(Questions to answer)
1 – In the passage on the criminalization of pregnancy, repeat everything from "Here are some" down to "of the baby.".
2 – Answer these questions from the passage on the criminalization of pregnancy:
(a) What is the most common penalty for a mother's prenatal drug use?
(b) Where is testing of infant toxicologies done almost entirely?
(c) Which less penalized drug does the passage name as more harmful than crack?

(Supplied text)
<<<<

You are probably thinking, “wait a second, this can’t just be a result of my individual choices.” And you’re right! It’s racism! The last four decades or so have seen a multiplication of cases where the criminal justice system has penalized pregnancy in ways that disproportionately involve certain demographics -- specifically poorer black women. And even if you yourself are well off, or even if you have never participated in illicit activities, the state’s profiling of black women puts you at a substantially higher risk for these penalties. 

 

Here are some of the ways you may find that the state disproportionately criminalizes pregnant black women: 

 

  • Disproportionately charging pregnant black women with use of drugs, despite their substance abuse rates not necessarily differing from that of their white counterparts. The most common penalty for mother’s prenatal drug use is temporary removal of the baby. 

 

  • Charging black women particularly on crack cocaine charges, especially considering the negligent effects of crack cocaine on fetal health. Early studies on “crack babies” were methodologically flawed, because their effects could have likely been caused by uncontrolled factors like poverty, homelessness, malnourishment, abuse, use of alcohol/other drugs, and lack of prenatal care, rather than crack exclusively. The effects of crack are shown to be less harmful compared to other less penalized drugs such as alcohol. And while, obviously, crack isn’t good for anyone, studies show that its consequences can be negated with proper prenatal care. 

 

  • Cooperating with medical facilities, instituting surveillance and breaching your sense of trust in the medical system. Testing of infant toxicologies, which is then reported to the government, is done almost entirely in public hospitals serving poor minority communities. Many hospitals have no formal screening procedures, relying on hospital staff who have “reasonable cause to suspect” someone of drug use -- so even if you are not a drug user, the media’s dominant image of the Black “crack mother” puts you at high risk for profiling.

>>>>

Entries drawn from a collection
<<<<

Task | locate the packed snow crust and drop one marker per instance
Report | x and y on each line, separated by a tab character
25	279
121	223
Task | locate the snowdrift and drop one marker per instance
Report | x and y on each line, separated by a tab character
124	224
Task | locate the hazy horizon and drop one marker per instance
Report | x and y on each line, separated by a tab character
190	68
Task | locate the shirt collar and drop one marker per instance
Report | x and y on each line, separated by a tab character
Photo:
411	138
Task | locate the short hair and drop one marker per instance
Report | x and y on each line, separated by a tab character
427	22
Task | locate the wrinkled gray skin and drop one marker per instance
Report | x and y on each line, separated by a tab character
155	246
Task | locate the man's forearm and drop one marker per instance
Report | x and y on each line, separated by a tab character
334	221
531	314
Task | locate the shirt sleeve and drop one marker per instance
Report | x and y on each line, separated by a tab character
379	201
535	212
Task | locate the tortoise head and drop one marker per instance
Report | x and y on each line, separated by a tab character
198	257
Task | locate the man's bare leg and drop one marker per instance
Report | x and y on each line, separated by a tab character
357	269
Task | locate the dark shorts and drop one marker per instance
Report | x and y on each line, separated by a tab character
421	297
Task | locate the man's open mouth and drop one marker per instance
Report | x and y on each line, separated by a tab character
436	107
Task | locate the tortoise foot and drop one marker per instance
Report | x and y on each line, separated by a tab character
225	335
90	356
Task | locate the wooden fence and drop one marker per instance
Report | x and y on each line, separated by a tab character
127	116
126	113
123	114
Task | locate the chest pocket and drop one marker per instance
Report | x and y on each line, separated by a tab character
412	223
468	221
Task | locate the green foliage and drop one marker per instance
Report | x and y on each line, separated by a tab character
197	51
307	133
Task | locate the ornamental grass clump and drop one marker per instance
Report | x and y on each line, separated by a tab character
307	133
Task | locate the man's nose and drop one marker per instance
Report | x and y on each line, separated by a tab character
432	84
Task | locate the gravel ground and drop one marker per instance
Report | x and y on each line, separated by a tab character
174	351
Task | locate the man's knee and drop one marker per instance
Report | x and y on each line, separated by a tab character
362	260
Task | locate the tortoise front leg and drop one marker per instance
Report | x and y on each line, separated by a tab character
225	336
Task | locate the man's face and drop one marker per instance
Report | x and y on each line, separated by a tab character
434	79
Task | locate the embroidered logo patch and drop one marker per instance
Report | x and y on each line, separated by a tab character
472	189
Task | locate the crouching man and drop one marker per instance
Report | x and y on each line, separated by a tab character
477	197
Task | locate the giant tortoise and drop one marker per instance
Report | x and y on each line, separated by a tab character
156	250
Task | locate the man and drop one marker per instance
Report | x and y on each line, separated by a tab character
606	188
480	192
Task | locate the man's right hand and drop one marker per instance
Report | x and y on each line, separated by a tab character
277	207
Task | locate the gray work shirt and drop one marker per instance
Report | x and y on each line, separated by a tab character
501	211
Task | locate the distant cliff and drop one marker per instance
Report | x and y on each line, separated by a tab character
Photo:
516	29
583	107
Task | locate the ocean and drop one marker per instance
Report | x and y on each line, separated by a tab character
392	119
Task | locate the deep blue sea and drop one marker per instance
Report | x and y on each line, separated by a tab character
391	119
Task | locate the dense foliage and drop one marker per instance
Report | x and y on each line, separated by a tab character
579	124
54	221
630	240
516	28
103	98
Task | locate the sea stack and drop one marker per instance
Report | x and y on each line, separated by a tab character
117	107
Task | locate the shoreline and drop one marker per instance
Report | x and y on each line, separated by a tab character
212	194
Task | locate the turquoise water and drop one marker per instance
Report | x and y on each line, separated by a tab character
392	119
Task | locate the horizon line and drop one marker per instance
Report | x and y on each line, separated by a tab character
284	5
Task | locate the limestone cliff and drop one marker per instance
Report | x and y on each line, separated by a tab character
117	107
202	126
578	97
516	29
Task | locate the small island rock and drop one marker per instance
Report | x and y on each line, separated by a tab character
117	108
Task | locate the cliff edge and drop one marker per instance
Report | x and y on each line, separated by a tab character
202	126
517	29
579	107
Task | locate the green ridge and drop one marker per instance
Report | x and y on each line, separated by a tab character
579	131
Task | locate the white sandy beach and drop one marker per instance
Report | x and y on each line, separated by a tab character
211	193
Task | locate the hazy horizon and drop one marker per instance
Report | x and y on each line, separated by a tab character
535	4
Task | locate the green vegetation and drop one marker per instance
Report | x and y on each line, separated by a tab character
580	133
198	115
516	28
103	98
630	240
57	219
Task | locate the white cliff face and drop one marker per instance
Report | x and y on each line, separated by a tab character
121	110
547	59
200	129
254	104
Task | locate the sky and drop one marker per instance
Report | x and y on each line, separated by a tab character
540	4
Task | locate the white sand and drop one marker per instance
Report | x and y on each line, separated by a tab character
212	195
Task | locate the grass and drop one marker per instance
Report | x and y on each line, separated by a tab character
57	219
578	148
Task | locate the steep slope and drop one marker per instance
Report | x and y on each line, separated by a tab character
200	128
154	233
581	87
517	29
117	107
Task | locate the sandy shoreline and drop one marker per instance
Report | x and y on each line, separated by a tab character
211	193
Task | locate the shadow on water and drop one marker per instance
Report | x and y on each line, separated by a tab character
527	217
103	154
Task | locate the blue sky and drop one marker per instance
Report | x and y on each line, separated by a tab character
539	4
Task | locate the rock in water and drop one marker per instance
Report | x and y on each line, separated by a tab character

>>>>

(Solutions for each task)
1 –
Here are some of the ways you may find that the state disproportionately criminalizes pregnant black women: 

 

  • Disproportionately charging pregnant black women with use of drugs, despite their substance abuse rates not necessarily differing from that of their white counterparts. The most common penalty for mother’s prenatal drug use is temporary removal of the baby.

2 –
(a) Temporary removal of the baby.
(b) In public hospitals serving poor minority communities.
(c) Alcohol.